**Dataset records:**
--------------------

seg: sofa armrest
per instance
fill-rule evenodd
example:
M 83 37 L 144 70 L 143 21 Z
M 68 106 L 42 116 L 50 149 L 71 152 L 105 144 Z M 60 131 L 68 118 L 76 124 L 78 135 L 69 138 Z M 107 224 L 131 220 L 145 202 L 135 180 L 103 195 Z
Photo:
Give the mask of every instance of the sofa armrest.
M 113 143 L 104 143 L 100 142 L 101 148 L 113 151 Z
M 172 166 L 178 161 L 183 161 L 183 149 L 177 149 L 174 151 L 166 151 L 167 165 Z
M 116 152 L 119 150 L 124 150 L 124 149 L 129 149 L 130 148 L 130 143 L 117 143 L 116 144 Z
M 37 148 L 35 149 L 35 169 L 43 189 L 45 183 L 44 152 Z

--------------------

Rewrite every line of the records above, replacing each occurrence of "armrest" with "cushion" and leaving everything else unchanged.

seg: sofa cushion
per instance
fill-rule evenodd
example:
M 83 37 L 144 70 L 143 21 Z
M 68 106 L 42 116 L 50 149 L 71 152 L 105 144 Z M 60 131 L 68 118 L 76 124 L 78 135 L 69 138 Z M 107 224 L 131 220 L 145 202 L 135 180 L 103 195 Z
Photo:
Give the mask of every instance of the sofa cushion.
M 113 143 L 104 143 L 100 142 L 101 148 L 113 151 Z
M 172 166 L 178 161 L 183 161 L 183 149 L 177 149 L 174 151 L 166 151 L 167 165 Z
M 116 152 L 119 150 L 124 150 L 124 149 L 129 149 L 130 148 L 130 143 L 117 143 L 116 144 Z
M 37 148 L 35 149 L 35 169 L 43 189 L 45 183 L 44 152 Z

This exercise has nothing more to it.